* [Extract to read]
↓

The Compensation Committee independently reviews and establishes the compensation levels of the CEO; it also annually reviews the performance of the CEO and discusses his performance with him. At the end of a year, the CEO works with the Compensation Committee to establish his goals and objectives to be evaluated for the forthcoming year. The Compensation Committee or Board of Directors, upon recommendation from the Compensation Committee, who receives input and advice from its independent compensation consultant, approve the compensation of our CEO. For the remaining executive officers, the CEO makes recommendations as to compensation levels, including grants of equity awards, for final approval by the Compensation Committee.
The Role of the Compensation Consultant
The Compensation Committee engages an independent compensation consultant each year to provide a competitive compensation assessment with respect to the executive officers to assist the Compensation Committee in making annual compensation decisions. Since 2018, Semler Brossy Consulting Group, LLC ("Semler Brossy"), has been engaged by the Compensation Committee each year to provide industry compensation data, and to provide the Compensation Committee with advice regarding NEOs' compensation, including base salaries, annual incentive pay and long-term equity compensation, and similar advice regarding non-employee directors' compensation. The Compensation Committee has also consulted with Semler Brossy to update the peer company compensation data on an annual basis and address specific questions that arise as the committee fulfills their responsibilities as outlined in the Compensation Committee charter. The advisor provides support in addressing changes in trends and best practices for executive compensation, incentive, and equity and/or other best practices that are requested by the Compensation Committee, in order to help inform the Compensation Committee's decisions. The Compensation Committee re-evaluated its compensation advisory services consultant in 2024. As the result of a competitive proposal process, the Compensation Committee selected Semler Brossy to provide services post-2024, through the "key person" serving the Company was changed in order to provide a new perspective on the overall pay program design in conjunction with bringing on a new CEO and to implement material feedback gathered from shareholders during the 2025 say on pay vote process and subsequent shareholder engagement.

↑

* [Exercises to complete]
1: Answer these questions from the extract on executive compensation:
(a) Who makes compensation recommendations for the remaining executive officers?
(b) Since what year has Semler Brossy been engaged by the Compensation Committee?
(c) In what year did the Compensation Committee re-evaluate its compensation advisory services consultant?
2: Write out the extract on executive compensation from "The Compensation Committee independently" up to and including "the Compensation Committee.".
The lines that follow are not needed for anything here.

* [Data provided]
↓

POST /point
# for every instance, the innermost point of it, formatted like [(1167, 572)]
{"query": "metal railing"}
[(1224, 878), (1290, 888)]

↑

* [Exercise responses]
1:
(a) The CEO
(b) 2018
(c) 2024

2:
The Compensation Committee independently reviews and establishes the compensation levels of the CEO; it also annually reviews the performance of the CEO and discusses his performance with him. At the end of a year, the CEO works with the Compensation Committee to establish his goals and objectives to be evaluated for the forthcoming year. The Compensation Committee or Board of Directors, upon recommendation from the Compensation Committee, who receives input and advice from its independent compensation consultant, approve the compensation of our CEO. For the remaining executive officers, the CEO makes recommendations as to compensation levels, including grants of equity awards, for final approval by the Compensation Committee.